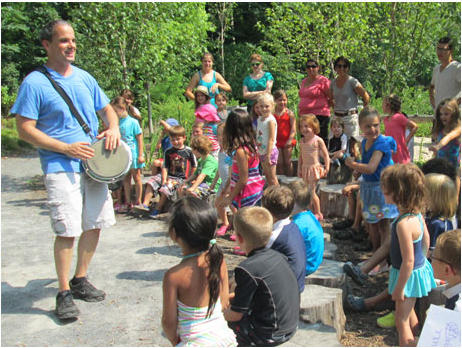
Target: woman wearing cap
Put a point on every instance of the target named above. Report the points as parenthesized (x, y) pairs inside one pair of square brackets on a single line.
[(208, 78), (314, 97), (344, 91), (257, 82)]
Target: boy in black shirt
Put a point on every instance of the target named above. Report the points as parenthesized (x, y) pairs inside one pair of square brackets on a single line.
[(265, 307), (179, 163)]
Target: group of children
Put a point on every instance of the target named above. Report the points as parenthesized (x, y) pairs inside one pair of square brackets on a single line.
[(230, 150)]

_Request_:
Please render the lines above as a Markdown table with the columns "Row" and "Line," skipping any blank lines and leaving out the pictures.

_Task output_:
| Row | Line |
|---|---|
| 1 | Target: woman wearing cap |
| 2 | Put a point on every instance of the target named above. Report the points as parenthesized (x, y) pairs inside one pair of square brackets on a single line. |
| 3 | [(208, 78), (314, 97), (344, 91), (257, 82)] |
| 4 | Target: boy in black shirt |
| 5 | Put a point on every instance of the target named above. Report the points as parenthesized (x, y) pairs inside one pair of square brackets on a single line. |
| 6 | [(265, 307), (179, 163)] |
| 7 | Target: group of children |
| 8 | Put a point on every instance of the target named above. Report the points as parenthesized (x, y) pairs inside one pair of square brackets on a single line. |
| 9 | [(230, 150)] |